## Records for this task
<<<<

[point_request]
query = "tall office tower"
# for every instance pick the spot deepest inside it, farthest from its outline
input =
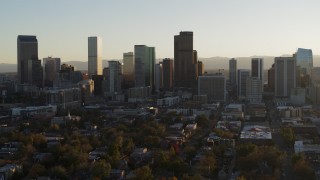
(94, 56)
(185, 62)
(144, 65)
(34, 73)
(233, 72)
(51, 69)
(257, 68)
(158, 77)
(128, 68)
(285, 75)
(271, 78)
(304, 59)
(254, 90)
(167, 69)
(114, 77)
(214, 86)
(315, 76)
(27, 49)
(200, 68)
(242, 82)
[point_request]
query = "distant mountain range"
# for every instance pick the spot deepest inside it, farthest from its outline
(209, 63)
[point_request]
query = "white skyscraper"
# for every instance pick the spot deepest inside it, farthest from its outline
(242, 82)
(257, 70)
(304, 59)
(128, 66)
(285, 75)
(254, 90)
(158, 76)
(94, 56)
(114, 77)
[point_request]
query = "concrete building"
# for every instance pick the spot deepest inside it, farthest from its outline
(64, 98)
(185, 62)
(271, 79)
(315, 76)
(214, 86)
(51, 69)
(114, 77)
(139, 94)
(200, 68)
(97, 82)
(34, 73)
(144, 66)
(168, 101)
(242, 82)
(304, 59)
(298, 96)
(257, 70)
(94, 56)
(128, 68)
(285, 76)
(233, 72)
(254, 90)
(158, 77)
(27, 49)
(167, 69)
(313, 94)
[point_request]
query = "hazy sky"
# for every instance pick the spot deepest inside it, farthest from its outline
(229, 28)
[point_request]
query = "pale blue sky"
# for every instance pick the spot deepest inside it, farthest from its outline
(221, 28)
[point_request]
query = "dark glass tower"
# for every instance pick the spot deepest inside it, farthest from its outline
(185, 62)
(27, 50)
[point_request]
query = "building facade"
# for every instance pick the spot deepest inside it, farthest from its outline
(167, 69)
(51, 69)
(158, 76)
(257, 68)
(27, 49)
(94, 56)
(285, 76)
(128, 68)
(304, 59)
(144, 66)
(242, 82)
(185, 61)
(254, 90)
(114, 77)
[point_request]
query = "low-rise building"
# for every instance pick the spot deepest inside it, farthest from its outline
(256, 134)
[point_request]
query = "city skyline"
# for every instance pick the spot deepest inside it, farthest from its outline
(227, 29)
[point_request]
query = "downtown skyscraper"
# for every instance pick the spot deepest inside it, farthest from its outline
(167, 66)
(29, 66)
(27, 49)
(285, 76)
(233, 72)
(304, 59)
(94, 56)
(257, 70)
(144, 66)
(185, 61)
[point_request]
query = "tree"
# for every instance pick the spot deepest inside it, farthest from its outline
(288, 136)
(37, 170)
(101, 169)
(58, 172)
(302, 170)
(202, 121)
(144, 173)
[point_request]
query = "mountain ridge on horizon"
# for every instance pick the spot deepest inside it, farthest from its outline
(215, 62)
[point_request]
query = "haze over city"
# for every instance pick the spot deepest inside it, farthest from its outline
(144, 90)
(221, 28)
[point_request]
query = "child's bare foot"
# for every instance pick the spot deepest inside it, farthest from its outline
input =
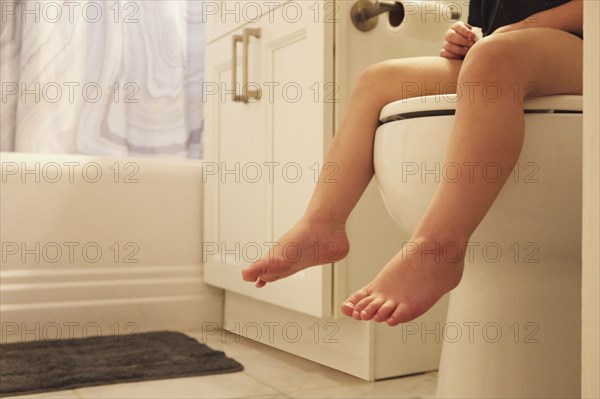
(308, 243)
(410, 284)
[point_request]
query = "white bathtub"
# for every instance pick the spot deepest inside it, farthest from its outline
(84, 254)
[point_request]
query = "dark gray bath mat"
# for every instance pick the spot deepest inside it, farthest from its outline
(43, 366)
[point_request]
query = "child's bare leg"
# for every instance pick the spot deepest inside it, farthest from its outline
(321, 231)
(484, 132)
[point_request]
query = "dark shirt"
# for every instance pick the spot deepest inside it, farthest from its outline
(489, 15)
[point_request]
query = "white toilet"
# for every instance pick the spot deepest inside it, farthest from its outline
(513, 327)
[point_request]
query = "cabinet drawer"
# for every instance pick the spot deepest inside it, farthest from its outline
(225, 16)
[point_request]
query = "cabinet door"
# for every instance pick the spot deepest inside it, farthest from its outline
(267, 153)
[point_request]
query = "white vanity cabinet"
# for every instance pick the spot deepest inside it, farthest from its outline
(262, 157)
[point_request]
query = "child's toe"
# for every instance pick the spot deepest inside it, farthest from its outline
(385, 311)
(399, 315)
(370, 310)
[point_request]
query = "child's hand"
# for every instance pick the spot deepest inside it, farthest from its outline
(459, 40)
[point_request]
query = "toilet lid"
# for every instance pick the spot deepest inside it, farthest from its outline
(446, 105)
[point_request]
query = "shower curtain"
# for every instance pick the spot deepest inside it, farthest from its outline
(105, 77)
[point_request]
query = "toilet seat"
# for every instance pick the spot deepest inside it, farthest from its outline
(445, 104)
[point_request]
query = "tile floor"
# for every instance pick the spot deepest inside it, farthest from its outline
(268, 373)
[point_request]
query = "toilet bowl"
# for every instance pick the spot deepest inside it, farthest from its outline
(513, 325)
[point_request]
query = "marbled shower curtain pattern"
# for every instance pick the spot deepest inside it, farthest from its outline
(104, 77)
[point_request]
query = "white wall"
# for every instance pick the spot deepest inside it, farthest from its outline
(590, 387)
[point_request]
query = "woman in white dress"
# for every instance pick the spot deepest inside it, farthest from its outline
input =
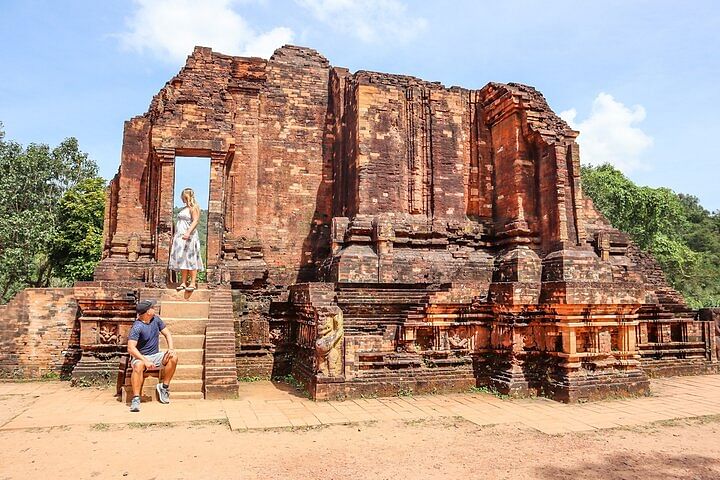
(185, 252)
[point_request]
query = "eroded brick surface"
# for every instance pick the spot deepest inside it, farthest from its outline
(447, 224)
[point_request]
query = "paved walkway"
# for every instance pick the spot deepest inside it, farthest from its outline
(267, 405)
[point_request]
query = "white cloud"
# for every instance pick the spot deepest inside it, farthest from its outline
(608, 135)
(170, 29)
(372, 21)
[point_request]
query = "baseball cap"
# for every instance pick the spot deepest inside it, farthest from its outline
(145, 305)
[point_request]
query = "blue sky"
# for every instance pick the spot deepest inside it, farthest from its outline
(639, 78)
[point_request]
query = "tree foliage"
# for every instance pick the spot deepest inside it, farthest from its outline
(682, 236)
(33, 181)
(77, 247)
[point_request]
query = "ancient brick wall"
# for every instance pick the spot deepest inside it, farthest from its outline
(39, 333)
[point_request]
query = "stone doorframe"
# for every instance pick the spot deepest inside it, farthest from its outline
(220, 161)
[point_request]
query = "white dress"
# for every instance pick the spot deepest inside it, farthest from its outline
(185, 254)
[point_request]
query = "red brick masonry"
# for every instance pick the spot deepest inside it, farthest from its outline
(448, 225)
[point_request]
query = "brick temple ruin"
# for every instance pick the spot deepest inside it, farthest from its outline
(369, 233)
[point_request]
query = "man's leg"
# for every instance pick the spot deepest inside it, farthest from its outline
(169, 369)
(137, 378)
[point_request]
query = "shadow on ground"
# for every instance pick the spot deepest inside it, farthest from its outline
(637, 465)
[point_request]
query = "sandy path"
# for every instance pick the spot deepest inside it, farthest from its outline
(448, 448)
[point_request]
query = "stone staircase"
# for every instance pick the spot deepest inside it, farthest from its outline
(202, 327)
(186, 315)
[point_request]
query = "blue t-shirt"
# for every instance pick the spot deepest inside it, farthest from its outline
(147, 335)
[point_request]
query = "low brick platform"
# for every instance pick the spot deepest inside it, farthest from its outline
(262, 405)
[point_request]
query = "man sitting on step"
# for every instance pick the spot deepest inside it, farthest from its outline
(143, 345)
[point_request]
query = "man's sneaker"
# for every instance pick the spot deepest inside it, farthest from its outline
(163, 393)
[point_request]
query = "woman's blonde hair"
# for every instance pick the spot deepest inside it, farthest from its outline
(188, 196)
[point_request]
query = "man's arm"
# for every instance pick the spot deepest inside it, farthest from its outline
(132, 350)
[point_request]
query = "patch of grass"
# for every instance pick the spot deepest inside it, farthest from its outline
(146, 425)
(489, 390)
(404, 392)
(415, 422)
(251, 379)
(293, 382)
(50, 375)
(102, 380)
(217, 421)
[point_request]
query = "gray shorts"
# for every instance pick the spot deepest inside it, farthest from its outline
(156, 358)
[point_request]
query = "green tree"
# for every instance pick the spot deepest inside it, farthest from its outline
(77, 246)
(33, 180)
(682, 236)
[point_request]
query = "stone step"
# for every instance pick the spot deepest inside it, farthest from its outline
(200, 294)
(186, 326)
(183, 341)
(190, 356)
(186, 396)
(185, 386)
(176, 309)
(188, 372)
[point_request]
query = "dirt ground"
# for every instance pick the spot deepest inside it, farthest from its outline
(448, 448)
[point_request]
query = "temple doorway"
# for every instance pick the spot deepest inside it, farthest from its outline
(194, 172)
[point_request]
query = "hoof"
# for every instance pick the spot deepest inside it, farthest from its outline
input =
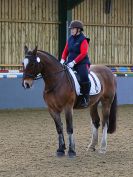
(60, 153)
(71, 153)
(102, 151)
(91, 148)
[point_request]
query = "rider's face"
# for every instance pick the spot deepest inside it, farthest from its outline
(73, 31)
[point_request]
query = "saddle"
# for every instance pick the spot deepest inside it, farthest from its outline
(76, 81)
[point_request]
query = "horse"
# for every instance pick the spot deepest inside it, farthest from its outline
(59, 94)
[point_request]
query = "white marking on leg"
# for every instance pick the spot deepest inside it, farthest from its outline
(71, 141)
(104, 140)
(94, 140)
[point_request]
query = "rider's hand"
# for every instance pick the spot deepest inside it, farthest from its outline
(71, 64)
(62, 61)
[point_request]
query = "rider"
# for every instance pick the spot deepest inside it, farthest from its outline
(76, 50)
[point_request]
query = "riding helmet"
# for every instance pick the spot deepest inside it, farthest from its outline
(76, 24)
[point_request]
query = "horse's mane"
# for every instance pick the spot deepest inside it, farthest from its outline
(54, 58)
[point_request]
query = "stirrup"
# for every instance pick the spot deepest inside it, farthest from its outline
(84, 103)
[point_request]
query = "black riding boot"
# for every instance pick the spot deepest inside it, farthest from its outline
(85, 90)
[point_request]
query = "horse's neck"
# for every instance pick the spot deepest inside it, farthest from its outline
(52, 71)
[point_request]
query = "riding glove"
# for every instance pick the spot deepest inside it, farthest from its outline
(62, 61)
(71, 64)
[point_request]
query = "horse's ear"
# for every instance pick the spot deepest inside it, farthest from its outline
(35, 51)
(25, 49)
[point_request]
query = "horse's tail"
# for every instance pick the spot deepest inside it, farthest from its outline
(112, 116)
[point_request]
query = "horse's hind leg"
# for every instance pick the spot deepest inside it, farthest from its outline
(95, 125)
(59, 128)
(69, 127)
(106, 105)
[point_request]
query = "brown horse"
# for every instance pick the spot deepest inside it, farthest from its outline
(60, 95)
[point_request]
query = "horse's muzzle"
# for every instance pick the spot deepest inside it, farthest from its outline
(27, 84)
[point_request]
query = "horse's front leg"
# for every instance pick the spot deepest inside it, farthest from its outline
(59, 127)
(95, 125)
(105, 122)
(69, 127)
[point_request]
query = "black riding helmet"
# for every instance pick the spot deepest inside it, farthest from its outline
(76, 24)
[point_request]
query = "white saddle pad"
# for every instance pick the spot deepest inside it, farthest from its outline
(95, 83)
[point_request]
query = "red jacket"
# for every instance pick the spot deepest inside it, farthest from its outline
(83, 51)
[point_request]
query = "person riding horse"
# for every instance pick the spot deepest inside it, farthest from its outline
(76, 50)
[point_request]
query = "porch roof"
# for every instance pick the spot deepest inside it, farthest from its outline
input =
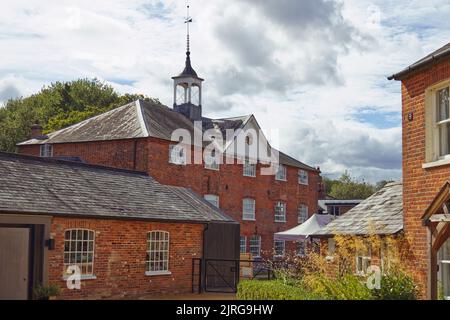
(381, 213)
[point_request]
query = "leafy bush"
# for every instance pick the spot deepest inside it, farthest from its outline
(271, 290)
(396, 286)
(348, 287)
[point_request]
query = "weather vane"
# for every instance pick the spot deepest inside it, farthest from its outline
(188, 21)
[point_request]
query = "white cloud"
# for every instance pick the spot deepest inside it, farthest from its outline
(307, 67)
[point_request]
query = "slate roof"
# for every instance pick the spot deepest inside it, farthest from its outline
(381, 213)
(36, 185)
(440, 53)
(141, 119)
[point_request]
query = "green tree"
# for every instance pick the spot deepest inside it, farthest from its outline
(57, 106)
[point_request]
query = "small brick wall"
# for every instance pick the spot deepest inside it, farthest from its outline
(119, 258)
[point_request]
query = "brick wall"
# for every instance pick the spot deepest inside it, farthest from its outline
(420, 186)
(152, 155)
(120, 253)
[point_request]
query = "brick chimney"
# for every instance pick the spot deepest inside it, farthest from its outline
(36, 131)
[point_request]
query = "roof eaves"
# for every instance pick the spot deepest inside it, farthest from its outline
(420, 64)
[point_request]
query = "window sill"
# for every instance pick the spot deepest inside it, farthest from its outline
(83, 277)
(437, 163)
(157, 273)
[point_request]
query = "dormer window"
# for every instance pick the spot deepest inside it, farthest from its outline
(46, 150)
(177, 155)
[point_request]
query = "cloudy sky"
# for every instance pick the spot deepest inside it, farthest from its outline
(315, 70)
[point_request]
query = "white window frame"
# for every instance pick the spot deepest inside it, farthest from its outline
(243, 244)
(303, 177)
(433, 155)
(363, 261)
(301, 244)
(281, 174)
(280, 217)
(248, 209)
(255, 242)
(211, 162)
(276, 243)
(46, 150)
(160, 247)
(212, 199)
(303, 213)
(177, 155)
(335, 210)
(79, 249)
(249, 169)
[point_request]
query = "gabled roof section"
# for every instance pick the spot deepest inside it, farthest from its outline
(34, 185)
(381, 214)
(142, 119)
(439, 54)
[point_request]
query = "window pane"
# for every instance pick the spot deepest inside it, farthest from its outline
(443, 104)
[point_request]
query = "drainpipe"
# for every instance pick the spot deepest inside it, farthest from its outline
(203, 262)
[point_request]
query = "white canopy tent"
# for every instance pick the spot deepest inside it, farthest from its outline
(306, 229)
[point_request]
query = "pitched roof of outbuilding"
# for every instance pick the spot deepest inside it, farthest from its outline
(62, 188)
(142, 119)
(381, 213)
(440, 53)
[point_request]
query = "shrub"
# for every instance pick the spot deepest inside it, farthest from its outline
(45, 292)
(347, 287)
(396, 285)
(272, 290)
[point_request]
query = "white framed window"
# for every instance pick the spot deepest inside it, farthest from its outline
(302, 213)
(213, 199)
(335, 210)
(177, 155)
(211, 161)
(79, 250)
(281, 173)
(157, 259)
(280, 211)
(248, 209)
(249, 169)
(279, 248)
(301, 248)
(363, 261)
(442, 122)
(255, 246)
(303, 177)
(46, 150)
(243, 244)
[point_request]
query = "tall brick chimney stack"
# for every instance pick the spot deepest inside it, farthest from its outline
(36, 131)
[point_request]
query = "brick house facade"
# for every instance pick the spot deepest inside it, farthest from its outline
(138, 137)
(56, 214)
(425, 165)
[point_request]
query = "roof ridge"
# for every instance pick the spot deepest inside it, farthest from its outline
(53, 160)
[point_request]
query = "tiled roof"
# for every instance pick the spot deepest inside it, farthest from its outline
(62, 188)
(440, 53)
(381, 213)
(141, 119)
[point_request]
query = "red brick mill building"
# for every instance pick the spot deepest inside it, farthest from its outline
(138, 136)
(426, 169)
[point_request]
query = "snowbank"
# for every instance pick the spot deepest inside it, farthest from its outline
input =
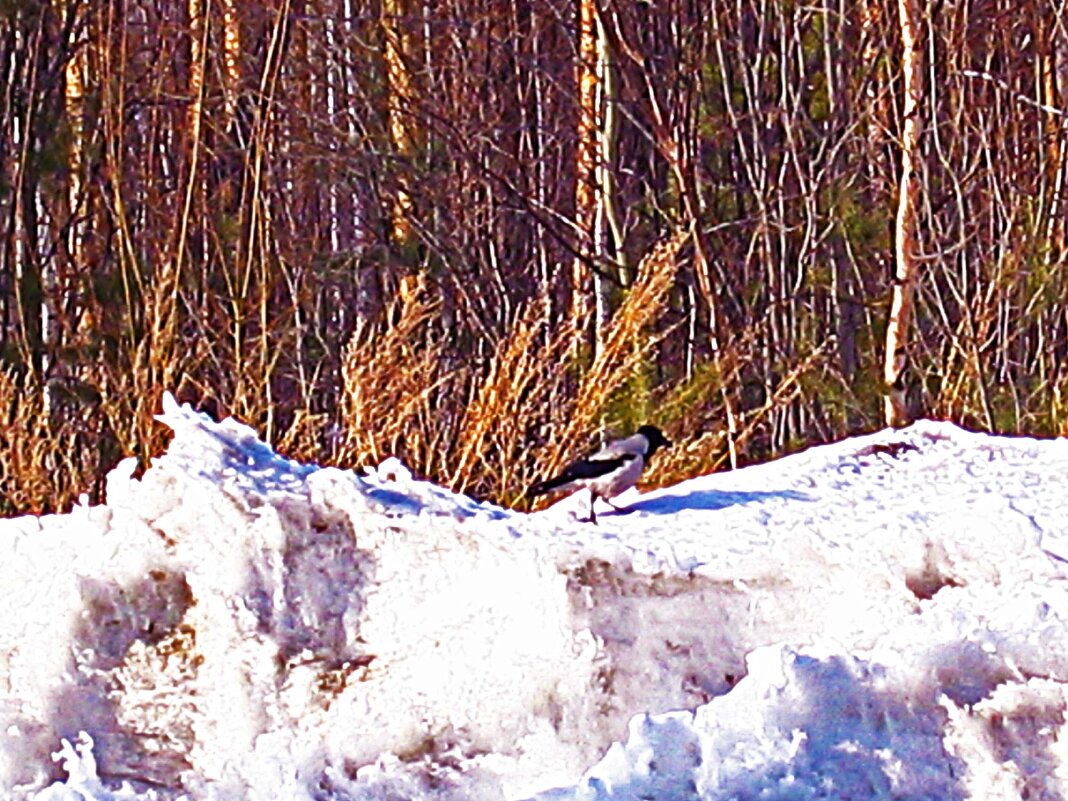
(883, 617)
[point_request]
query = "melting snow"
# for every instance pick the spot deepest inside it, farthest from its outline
(883, 617)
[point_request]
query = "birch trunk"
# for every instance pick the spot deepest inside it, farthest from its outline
(905, 229)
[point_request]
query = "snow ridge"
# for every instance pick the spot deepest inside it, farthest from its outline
(882, 617)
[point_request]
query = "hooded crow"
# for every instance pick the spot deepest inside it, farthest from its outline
(610, 471)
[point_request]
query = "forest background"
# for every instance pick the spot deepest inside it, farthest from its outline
(471, 233)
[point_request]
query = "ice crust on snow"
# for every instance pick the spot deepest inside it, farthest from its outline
(882, 617)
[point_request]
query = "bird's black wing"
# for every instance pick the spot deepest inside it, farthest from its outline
(592, 468)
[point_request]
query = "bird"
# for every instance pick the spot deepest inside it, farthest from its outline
(610, 471)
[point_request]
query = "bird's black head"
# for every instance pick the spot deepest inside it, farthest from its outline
(656, 439)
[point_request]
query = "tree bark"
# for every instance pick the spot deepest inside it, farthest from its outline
(905, 229)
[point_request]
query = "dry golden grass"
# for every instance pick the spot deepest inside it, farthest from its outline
(47, 456)
(392, 375)
(625, 348)
(491, 429)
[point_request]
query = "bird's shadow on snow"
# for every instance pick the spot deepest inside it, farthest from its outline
(709, 501)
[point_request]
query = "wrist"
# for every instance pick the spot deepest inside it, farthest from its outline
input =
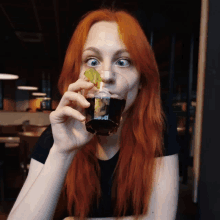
(65, 156)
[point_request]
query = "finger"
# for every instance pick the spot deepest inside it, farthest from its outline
(79, 85)
(66, 112)
(74, 99)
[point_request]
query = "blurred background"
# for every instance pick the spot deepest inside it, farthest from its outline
(34, 38)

>>>>

## What the task asks
Copy out every line in the items above that contains the string "blue", treating uppercase and lowercase as different.

## Result for this exercise
query = "pale blue sky"
query = "blue sky"
query = "blue t-shirt"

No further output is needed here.